__What is needed__: Reproduce the line that holds "point: tiled shower" together with all the lines after it up to the end of the entries.

__Dataset content__:
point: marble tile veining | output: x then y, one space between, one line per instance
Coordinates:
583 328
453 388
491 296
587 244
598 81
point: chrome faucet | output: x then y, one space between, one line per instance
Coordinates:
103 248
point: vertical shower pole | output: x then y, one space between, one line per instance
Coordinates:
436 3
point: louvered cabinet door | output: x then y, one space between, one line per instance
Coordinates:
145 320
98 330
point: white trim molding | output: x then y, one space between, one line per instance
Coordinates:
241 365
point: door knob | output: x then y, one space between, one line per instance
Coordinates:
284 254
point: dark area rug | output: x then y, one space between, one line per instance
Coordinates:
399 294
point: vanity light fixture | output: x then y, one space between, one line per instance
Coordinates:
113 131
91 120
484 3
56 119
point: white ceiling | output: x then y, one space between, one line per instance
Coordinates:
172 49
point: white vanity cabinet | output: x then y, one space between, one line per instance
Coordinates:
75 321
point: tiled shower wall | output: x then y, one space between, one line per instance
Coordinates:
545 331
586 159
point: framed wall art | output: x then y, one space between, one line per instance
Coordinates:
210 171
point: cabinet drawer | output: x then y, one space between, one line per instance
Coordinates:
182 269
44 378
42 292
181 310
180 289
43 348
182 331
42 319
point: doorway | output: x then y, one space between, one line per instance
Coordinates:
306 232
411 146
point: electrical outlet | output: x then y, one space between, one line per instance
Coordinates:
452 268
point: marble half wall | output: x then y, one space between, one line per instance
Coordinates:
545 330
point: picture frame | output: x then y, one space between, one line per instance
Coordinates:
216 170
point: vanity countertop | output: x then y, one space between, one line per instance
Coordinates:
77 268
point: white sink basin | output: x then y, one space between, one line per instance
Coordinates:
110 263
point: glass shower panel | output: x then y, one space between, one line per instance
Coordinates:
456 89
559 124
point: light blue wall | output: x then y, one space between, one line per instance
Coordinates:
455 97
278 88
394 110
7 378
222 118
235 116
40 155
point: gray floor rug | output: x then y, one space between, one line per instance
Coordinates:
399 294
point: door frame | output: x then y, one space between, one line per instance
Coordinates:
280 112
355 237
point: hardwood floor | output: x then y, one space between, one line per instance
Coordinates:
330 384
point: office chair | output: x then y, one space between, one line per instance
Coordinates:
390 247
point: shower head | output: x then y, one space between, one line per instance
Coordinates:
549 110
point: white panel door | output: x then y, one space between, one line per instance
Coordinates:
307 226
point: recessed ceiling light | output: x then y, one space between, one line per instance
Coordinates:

__Exercise output__:
point: tiled shower wall | output: x then y, one space between, one line per instance
Coordinates:
545 331
586 159
point: framed wall art | output: x then y, one space between, one line per instance
Coordinates:
210 171
point: cabinet drawer | output: x then y, one space between, one line per instance
Coordinates:
182 269
44 378
42 292
181 310
180 289
43 348
182 331
42 319
point: doorway | output: x then y, one space between, one line per instance
Coordinates:
306 232
411 146
point: electrical outlet | output: x then y, one space between, one line per instance
Coordinates:
452 268
point: marble half wall | output: x then y, one space between, one line per instance
Coordinates:
545 330
point: picture frame | output: x then y, one space between, one line per instance
Coordinates:
216 170
point: vanity countertop | output: x then y, one space between, one line per instance
Coordinates:
77 268
point: white sink basin | output: x then y, one space between, one line per instance
Coordinates:
110 263
point: glass shower panel | output: x then y, one space between, one line per instance
Coordinates:
456 89
559 124
point: light blue wall | output: x then y, one space between, one line per instance
Coordinates:
455 97
278 88
394 110
7 378
222 118
235 116
40 155
point: gray floor rug | output: x then y, one space between, one line per instance
Coordinates:
399 294
point: door frame | output: x then y, one space between, one line per instance
Coordinates:
280 112
355 237
point: hardwood floor | output: x then y, one space between, one line per instance
Coordinates:
330 384
point: office chair | output: x then y, one space between, one line per instance
Coordinates:
390 247
point: shower head | output: x then y, one space between, one line per instance
Coordinates:
549 110
point: white panel door | output: x then y, one space between, one line per instance
Coordinates:
307 226
point: recessed ceiling light | output: x then y, one space between, one line per instance
Coordinates:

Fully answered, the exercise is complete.